GIVEN REQUEST: Substitute "streetlight" for "lamp post" in the listing below, from the line containing "# test: pin the short" through the end of the listing. Reproduce only those lines, with nothing else changed.

>> Begin RECORDS FOR THIS TASK

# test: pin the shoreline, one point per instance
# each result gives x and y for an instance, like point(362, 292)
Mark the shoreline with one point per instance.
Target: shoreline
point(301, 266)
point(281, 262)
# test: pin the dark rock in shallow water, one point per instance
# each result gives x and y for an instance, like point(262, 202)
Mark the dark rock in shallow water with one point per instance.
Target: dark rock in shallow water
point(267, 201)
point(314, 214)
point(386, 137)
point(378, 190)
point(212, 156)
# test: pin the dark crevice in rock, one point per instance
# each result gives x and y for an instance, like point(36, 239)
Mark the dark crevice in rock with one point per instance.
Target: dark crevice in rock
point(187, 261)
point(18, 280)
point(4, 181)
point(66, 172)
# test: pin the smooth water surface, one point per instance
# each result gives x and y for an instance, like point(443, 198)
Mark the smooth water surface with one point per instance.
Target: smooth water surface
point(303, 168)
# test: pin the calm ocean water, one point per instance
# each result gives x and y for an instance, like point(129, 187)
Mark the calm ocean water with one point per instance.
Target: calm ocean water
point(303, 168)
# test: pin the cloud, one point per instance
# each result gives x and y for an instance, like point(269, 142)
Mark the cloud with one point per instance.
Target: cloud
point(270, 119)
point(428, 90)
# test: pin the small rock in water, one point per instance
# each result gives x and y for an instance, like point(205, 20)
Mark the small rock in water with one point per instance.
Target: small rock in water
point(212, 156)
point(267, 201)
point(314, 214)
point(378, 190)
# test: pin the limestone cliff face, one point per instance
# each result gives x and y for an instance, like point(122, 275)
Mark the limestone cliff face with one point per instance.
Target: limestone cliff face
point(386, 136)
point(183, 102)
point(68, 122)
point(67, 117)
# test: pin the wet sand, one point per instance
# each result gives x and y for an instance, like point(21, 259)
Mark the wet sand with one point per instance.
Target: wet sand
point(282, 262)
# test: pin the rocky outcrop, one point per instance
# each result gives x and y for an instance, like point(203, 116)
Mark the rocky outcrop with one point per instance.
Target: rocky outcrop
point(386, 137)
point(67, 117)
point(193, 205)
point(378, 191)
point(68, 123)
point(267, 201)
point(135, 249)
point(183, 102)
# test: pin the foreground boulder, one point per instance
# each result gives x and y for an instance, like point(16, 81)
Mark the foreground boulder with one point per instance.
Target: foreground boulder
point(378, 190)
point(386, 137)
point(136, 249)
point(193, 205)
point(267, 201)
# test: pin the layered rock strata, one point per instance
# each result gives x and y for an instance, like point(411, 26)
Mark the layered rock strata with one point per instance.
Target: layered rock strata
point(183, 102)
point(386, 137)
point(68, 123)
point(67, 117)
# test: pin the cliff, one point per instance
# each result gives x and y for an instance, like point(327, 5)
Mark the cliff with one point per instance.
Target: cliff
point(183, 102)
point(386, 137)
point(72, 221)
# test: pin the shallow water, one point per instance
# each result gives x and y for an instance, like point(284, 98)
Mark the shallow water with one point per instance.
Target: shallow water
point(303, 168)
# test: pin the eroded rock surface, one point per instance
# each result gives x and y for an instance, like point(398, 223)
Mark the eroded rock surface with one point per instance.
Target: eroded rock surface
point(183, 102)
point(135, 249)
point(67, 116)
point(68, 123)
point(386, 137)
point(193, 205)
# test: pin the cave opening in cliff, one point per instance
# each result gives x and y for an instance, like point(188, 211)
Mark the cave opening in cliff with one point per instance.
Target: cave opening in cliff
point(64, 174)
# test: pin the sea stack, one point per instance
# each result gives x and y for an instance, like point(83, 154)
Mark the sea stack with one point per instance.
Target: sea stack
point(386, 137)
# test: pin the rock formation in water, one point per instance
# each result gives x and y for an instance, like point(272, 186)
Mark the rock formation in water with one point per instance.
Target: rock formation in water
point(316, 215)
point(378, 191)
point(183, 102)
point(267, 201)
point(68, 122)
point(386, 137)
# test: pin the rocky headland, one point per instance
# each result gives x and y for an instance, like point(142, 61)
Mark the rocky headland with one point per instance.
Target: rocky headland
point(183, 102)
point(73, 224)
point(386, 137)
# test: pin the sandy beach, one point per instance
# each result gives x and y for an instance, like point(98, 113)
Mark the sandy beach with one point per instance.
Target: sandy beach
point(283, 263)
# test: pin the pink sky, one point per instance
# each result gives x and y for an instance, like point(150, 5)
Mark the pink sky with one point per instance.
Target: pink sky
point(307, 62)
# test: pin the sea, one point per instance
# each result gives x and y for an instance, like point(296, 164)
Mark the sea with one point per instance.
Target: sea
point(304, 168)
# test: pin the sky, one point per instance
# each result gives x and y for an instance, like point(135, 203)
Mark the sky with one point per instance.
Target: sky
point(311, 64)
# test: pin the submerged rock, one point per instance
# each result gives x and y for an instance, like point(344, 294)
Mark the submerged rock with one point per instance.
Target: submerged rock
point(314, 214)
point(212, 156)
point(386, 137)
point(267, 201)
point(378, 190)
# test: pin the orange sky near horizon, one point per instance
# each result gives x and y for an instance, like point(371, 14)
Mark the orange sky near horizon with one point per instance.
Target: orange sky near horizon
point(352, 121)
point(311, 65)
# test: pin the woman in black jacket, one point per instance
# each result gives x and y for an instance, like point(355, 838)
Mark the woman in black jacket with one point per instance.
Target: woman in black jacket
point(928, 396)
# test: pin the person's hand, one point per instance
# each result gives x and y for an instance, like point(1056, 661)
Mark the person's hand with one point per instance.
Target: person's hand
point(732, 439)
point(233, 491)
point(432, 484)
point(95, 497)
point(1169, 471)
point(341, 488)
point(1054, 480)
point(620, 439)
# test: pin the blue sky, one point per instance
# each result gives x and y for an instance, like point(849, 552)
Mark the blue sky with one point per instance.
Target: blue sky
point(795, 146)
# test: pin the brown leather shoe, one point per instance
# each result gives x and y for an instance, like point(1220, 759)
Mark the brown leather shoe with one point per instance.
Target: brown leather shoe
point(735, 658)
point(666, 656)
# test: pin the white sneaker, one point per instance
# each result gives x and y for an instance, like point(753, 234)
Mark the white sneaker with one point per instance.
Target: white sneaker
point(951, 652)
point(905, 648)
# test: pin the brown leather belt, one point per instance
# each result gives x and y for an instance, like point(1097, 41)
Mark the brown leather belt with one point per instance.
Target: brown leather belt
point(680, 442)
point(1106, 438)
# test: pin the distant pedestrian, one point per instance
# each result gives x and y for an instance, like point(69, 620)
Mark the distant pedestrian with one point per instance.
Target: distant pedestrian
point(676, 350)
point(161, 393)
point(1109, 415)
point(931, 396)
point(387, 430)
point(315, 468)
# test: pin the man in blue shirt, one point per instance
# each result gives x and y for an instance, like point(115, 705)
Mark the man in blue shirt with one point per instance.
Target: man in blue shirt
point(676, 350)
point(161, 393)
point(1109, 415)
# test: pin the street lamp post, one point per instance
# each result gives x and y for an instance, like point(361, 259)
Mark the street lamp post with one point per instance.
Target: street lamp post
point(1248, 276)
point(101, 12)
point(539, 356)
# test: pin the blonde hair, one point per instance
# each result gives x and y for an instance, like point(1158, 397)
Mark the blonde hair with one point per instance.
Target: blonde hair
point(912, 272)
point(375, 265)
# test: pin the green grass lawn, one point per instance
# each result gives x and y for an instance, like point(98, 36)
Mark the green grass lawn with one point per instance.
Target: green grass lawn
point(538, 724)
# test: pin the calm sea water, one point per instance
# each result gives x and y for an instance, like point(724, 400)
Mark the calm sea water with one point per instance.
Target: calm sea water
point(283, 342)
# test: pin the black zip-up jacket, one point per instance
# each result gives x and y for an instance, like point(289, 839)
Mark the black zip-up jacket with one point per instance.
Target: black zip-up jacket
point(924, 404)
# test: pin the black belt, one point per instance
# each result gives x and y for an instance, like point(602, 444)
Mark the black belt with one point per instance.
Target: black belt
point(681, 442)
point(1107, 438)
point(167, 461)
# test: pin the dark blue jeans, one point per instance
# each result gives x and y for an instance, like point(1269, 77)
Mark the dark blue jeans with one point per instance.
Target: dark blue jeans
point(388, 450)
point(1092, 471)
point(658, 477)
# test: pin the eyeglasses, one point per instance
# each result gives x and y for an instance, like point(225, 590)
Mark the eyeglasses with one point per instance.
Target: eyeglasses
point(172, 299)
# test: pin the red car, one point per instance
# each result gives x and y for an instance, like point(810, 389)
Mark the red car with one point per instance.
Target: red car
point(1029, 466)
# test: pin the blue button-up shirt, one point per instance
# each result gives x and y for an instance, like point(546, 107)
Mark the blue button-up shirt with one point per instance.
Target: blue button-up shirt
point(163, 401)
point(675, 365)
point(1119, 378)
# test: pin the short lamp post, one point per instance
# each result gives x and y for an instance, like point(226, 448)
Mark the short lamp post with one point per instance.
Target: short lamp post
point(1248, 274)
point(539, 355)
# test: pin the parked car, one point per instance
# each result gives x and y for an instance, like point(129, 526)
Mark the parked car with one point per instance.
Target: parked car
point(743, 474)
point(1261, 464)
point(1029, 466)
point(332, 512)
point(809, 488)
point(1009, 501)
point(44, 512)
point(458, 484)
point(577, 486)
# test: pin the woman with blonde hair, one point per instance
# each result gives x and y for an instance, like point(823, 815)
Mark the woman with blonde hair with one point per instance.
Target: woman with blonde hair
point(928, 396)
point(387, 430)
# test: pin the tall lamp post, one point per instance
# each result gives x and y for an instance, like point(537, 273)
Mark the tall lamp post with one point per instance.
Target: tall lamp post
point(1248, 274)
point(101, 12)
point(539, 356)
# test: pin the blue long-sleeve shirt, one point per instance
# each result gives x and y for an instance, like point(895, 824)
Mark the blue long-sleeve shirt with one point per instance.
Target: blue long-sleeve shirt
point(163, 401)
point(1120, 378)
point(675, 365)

>> End RECORDS FOR THIS TASK

ANSWER TO THE TASK:
# test: pin the short streetlight, one point per instance
# each result gives x and y for an instance, like point(226, 448)
Mark the short streetlight with one point per instance.
Target: short streetlight
point(1248, 274)
point(539, 355)
# test: pin the parked car, one point per instance
# each result gives x and y for an instance, like point(129, 526)
Mark the parked car with one point per instance.
Target: parked car
point(743, 474)
point(1261, 464)
point(1029, 466)
point(332, 512)
point(809, 488)
point(1009, 501)
point(44, 512)
point(458, 484)
point(577, 486)
# test: pin the woman with blonde hair, one point per instance
# each result gives x and y for an instance, like point(823, 815)
Mark the woman with blonde hair with one point per instance.
Target: woman with blonde hair
point(928, 396)
point(387, 430)
# test: pin the tall streetlight, one point per instance
# each result gives x and y for an instance, like point(537, 273)
Mark the tall streetlight with one point per instance.
Target: tall streetlight
point(1248, 274)
point(101, 12)
point(539, 356)
# test: pin the blue long-sleeve shirt, one point per instance
# each result gives x and y for an instance, like point(895, 824)
Mark the blue long-sleeve shirt with one point per instance.
Target: blue long-sleeve shirt
point(163, 401)
point(1120, 378)
point(675, 365)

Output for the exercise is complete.